**Supplied passage**:
────────────────────────────────────────

N.Y. AG Schneiderman quits in violence claims
4 women accuse him of physical abuse in New Yorker article.
Schneiderman stepped down hours after four women claimed in a New Yorker article that he had choked and slapped them.
New York Attorney General Eric Schneiderman announced his resignation late Monday night, hours after he was accused of physically abusing four women in an article published by The New Yorker.
Schneiderman said he continued to “strongly contest” the allegations, which included women saying that he choked and slapped them, but felt they would prevent him from his work as the top law enforcement official in New York state.
“In the last several hours, serious allegations, which I strongly contest, have been made against me,” he said in a statement Monday. “While these allegations are unrelated to my professional conduct or the operations of the office, they will effectively prevent me from leading the office’s work at this critical time. I therefore resign my office, effective at the close of business on May 8, 2018.”
Two women, Michelle Manning Barish and Tanya Selvaratnam, spoke to the magazine on the record, and said that they were in romantic relationships with Schneiderman when he choked and slapped them, leading them to seek medical treatment.
Selvaratnam said Schneiderman warned her he could have her followed and her phones tapped. Both women said he threatened to kill them if they ended their relationships with him, according to the magazine’s story. Schneiderman’s spokesperson told the magazine that he “never made any of those these threats.”
A third woman made similar accusations of nonconsensual physical violence, and a fourth, an attorney who has held high positions in the New York legal sphere, told The New Yorker that after she rejected one of Schneiderman’s advances, he “slapped her across the face with such force that it left a mark that lingered the next day.” All four women said their physical abuse was not consensual.

────────────────────────────────────────

**Listed entries**:
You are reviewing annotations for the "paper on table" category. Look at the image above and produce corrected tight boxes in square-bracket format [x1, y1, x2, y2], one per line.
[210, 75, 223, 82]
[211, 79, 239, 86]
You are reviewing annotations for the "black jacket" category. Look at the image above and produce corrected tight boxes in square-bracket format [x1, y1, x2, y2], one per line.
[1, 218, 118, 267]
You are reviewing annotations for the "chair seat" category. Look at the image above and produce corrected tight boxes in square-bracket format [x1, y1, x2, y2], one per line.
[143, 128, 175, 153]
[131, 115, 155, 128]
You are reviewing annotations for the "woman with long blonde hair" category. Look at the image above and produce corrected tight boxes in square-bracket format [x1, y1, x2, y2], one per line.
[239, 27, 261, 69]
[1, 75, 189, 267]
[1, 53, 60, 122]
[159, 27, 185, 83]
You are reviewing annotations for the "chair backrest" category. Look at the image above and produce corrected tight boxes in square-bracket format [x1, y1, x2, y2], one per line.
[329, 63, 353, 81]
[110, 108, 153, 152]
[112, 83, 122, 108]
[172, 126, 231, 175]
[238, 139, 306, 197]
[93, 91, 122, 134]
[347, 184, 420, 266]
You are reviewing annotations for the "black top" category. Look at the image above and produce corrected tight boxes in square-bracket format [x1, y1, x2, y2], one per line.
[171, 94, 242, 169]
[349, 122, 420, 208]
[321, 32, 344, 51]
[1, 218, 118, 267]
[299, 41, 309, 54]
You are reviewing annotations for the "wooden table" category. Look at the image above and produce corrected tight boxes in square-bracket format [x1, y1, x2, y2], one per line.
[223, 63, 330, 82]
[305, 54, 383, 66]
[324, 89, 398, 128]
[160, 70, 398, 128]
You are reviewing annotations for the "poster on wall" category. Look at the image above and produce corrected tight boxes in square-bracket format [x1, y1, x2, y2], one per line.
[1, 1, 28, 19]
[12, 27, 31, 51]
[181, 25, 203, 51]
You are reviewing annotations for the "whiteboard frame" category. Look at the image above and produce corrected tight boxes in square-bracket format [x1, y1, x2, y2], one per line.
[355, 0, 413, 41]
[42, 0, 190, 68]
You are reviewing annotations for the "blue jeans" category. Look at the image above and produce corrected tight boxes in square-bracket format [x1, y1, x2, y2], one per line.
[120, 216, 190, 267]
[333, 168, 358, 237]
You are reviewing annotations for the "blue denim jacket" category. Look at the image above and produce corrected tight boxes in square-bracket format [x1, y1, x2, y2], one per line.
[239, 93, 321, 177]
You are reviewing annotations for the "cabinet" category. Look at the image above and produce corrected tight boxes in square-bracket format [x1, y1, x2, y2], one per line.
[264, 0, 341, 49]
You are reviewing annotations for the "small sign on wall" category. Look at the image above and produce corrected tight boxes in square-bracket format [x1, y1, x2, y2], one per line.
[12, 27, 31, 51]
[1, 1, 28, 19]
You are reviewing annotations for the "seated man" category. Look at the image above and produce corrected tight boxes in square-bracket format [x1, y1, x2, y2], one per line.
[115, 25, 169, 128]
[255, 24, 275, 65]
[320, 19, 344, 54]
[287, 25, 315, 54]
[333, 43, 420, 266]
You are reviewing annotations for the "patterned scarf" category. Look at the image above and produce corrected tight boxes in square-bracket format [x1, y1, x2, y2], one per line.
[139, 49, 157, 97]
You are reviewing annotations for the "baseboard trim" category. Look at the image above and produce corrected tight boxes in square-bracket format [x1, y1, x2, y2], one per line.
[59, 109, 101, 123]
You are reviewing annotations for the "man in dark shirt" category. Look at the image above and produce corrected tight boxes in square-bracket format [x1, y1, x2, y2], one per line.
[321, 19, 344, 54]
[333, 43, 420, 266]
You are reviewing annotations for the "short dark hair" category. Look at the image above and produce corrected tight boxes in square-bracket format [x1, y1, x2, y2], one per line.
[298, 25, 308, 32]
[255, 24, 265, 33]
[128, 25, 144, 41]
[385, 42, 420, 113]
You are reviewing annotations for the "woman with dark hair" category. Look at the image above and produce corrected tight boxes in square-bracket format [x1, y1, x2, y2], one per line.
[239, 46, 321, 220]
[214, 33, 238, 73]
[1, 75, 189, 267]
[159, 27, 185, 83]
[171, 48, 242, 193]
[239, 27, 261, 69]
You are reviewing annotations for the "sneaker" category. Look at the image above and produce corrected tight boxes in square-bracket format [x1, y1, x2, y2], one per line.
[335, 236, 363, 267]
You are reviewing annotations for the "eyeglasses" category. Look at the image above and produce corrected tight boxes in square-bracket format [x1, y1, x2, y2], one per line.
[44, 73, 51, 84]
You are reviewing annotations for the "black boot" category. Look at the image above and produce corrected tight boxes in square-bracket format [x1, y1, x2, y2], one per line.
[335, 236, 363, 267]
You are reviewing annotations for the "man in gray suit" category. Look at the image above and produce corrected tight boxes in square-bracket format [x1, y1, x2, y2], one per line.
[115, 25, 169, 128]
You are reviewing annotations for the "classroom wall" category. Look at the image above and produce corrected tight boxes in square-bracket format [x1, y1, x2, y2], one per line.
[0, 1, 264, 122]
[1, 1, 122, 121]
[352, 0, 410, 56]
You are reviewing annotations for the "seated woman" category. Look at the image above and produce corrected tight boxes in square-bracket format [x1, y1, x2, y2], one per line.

────────────────────────────────────────

**Problem to solve**: In the article on Schneiderman's resignation, when did he say his resignation would take effect?

**Task output**: At the close of business on May 8, 2018.